- [Problem set]
- A) Translate this sentence from the book description into Spanish: "Launceston, a colonial outpost on the southern Australian island of Tasmania, hovers on the brink of anarchy, teeming with revolutionaries, convicts, drunks, crooked cops, and poor strugglers looking for a break."
- B) Decide whether each statement agrees with the book description, answering yes or no and quoting the deciding words: (i) The story takes place in the summer of 1874. (ii) Thomas Toosey's son is ten years old. (iii) Fitheal Flynn is Scottish.

- [Text excerpt]
● ● ●

A novel of a father and son in search of each other on the Australian frontier of the 1870s: “Brutal, brilliant, beautiful” (Minneapolis Star-Tribune).
It is the summer of 1874. Launceston, a colonial outpost on the southern Australian island of Tasmania, hovers on the brink of anarchy, teeming with revolutionaries, convicts, drunks, crooked cops, and poor strugglers looking for a break. Outlaw Thomas Toosey races to this dangerous bedlam to find his motherless twelve-year-old son before the city swallows the child whole, but he is pursued by more than just the law. Hindering his progress at every turn is a man to whom he owes a terrible debt: the vengeful Irishman Fitheal Flynn, whose hooded companion hides a grotesque secret . . .

● ● ●

- [Excerpted data]

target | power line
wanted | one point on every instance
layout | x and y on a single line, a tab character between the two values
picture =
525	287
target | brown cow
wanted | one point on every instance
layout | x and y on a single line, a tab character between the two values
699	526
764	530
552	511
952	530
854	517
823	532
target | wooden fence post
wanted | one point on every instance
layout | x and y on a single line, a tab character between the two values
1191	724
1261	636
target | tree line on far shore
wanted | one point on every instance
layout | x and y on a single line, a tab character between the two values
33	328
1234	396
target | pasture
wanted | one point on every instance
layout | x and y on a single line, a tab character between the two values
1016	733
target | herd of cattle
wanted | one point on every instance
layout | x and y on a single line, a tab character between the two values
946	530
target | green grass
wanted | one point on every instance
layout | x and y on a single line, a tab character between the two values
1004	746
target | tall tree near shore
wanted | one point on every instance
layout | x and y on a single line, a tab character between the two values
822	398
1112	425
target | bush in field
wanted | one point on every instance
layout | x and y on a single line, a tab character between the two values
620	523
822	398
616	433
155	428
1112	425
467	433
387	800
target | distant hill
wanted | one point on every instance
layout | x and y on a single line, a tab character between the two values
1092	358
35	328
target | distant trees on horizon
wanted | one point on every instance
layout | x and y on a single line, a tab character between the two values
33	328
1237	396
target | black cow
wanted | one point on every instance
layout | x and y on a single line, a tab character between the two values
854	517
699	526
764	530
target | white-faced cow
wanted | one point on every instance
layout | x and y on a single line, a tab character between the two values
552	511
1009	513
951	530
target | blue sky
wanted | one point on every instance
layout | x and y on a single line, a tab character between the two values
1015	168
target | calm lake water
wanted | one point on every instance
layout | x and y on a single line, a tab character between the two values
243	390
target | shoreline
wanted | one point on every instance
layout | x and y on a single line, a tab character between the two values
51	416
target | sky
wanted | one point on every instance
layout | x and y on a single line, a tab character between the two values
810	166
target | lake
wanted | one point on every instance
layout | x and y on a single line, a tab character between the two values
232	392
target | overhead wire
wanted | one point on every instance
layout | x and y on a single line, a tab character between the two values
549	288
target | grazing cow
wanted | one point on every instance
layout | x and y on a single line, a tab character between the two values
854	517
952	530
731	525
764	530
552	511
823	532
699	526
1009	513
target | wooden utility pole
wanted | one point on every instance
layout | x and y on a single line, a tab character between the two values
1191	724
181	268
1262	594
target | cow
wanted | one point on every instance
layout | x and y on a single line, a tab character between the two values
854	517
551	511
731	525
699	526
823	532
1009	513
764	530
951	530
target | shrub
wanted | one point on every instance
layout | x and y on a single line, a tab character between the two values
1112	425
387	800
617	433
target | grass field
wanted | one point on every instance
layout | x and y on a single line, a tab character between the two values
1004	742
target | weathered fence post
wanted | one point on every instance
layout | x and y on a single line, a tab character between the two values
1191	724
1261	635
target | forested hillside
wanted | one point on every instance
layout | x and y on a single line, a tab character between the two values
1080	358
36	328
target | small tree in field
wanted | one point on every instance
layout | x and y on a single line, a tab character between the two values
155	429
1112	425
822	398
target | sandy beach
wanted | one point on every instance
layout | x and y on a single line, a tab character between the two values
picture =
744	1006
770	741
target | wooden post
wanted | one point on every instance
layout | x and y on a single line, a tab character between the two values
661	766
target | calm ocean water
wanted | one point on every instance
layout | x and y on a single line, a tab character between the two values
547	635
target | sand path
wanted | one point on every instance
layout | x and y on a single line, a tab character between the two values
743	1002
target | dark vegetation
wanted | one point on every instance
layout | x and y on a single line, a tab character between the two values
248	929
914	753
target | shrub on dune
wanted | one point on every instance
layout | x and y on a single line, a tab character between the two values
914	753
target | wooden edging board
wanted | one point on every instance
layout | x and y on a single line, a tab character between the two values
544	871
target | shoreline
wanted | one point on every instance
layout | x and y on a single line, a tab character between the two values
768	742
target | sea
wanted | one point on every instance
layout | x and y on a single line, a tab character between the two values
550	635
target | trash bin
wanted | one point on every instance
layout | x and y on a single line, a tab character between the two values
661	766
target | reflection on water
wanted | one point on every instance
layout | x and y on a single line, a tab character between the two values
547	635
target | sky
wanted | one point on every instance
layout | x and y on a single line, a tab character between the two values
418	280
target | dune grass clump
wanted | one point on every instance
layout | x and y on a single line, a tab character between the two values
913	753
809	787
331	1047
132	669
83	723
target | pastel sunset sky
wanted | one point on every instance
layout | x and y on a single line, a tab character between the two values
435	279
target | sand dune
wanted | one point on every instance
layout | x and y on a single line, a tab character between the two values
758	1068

● ● ●

- [Answers to the exercises]
- A) Launceston, un puesto colonial avanzado en la isla de Tasmania, en el sur de Australia, se encuentra al borde de la anarquía, repleta de revolucionarios, convictos, borrachos, policías corruptos y pobres luchadores que buscan una oportunidad.

- B)
(i) Yes: "It is the summer of 1874."
(ii) No: "his motherless twelve-year-old son"
(iii) No: "the vengeful Irishman Fitheal Flynn"